Ohrakupunktur ist bekannt für Orthopädie und Schmerz (s. S3-Leitlinie Behandlung akuter perioperativer und posttraumatischer Schmerzen; S.53). Wie aber kann ich die Psyche, Psychosomatik und Psychosomatische Erkrankungen mit der Ohrakupunktur behandeln? Hier zeige ich Ihnen drei unterschiedlich erfolgreiche Ansätze der Behandlung auf.
Sie finden hier auf dieser Seite:
3 Wege mit Ohrakupunktur in der Psychosomatik
Grundsätzlich ist Ohrakupunktur eine regulatives Therapieverfahren (hier eine Idee zum Wirkmechanismus von Ohrakupunktur). Und damit sehr geeignet, um funktionelle Erkrankungen und Gemütszustände zu bessern. In der S-3 Leitlinie ‘funktionelle Körperbeschwerden‘ (s.a. Dt. Ärzteblatt Int 2019; 116: 553-60) wird Akupunktur mit starkem Konsens (Langfassung S.93) empfohlen.

Eingabedaten>
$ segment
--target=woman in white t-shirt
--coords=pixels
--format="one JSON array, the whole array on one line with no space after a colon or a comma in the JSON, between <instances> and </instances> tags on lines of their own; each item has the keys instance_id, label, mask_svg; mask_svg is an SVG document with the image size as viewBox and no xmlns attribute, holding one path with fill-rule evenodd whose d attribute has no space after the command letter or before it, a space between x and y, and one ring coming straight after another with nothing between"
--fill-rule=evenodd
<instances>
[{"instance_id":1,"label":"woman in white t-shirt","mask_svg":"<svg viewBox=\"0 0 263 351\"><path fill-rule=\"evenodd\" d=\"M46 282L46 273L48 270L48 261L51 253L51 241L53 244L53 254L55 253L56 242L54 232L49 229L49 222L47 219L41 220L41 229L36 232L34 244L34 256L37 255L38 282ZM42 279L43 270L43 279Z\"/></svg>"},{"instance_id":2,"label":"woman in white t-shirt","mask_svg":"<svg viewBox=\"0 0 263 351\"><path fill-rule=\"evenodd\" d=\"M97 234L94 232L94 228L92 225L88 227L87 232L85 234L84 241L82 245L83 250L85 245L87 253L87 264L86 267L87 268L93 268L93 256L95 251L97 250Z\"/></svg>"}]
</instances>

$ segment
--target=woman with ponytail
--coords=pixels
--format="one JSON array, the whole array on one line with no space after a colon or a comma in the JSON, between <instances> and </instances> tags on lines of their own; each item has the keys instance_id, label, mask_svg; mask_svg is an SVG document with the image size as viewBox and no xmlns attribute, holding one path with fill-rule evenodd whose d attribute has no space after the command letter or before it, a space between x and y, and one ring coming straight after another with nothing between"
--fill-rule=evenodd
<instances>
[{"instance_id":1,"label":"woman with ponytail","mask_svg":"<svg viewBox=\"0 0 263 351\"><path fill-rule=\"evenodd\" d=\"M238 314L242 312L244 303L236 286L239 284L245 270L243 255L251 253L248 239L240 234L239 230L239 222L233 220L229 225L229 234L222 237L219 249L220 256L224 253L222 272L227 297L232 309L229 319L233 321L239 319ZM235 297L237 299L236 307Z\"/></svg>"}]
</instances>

Aufgabe 1>
Geben Sie aus dem Text über Ohrakupunktur den Abschnitt wortgetreu wieder, der mit den Worten um „Ohrakupunktur ist bekannt“ einsetzt und mit „der Behandlung auf.“ schließt.
Aufgabe 2>
Beantworten Sie zum Text über Ohrakupunktur die folgenden Fragen:
(a) Wofür ist Ohrakupunktur laut Text bekannt?
(b) Wie viele Ansätze der Behandlung werden auf der Seite angekündigt?
(c) In welcher Leitlinie wird Akupunktur mit starkem Konsens empfohlen?

Antwort 1>
Ohrakupunktur ist bekannt für Orthopädie und Schmerz (s. S3-Leitlinie Behandlung akuter perioperativer und posttraumatischer Schmerzen; S.53). Wie aber kann ich die Psyche, Psychosomatik und Psychosomatische Erkrankungen mit der Ohrakupunktur behandeln? Hier zeige ich Ihnen drei unterschiedlich erfolgreiche Ansätze der Behandlung auf.

Antwort 2>
(a) Für Orthopädie und Schmerz.
(b) Drei unterschiedlich erfolgreiche Ansätze.
(c) In der S-3 Leitlinie „funktionelle Körperbeschwerden“.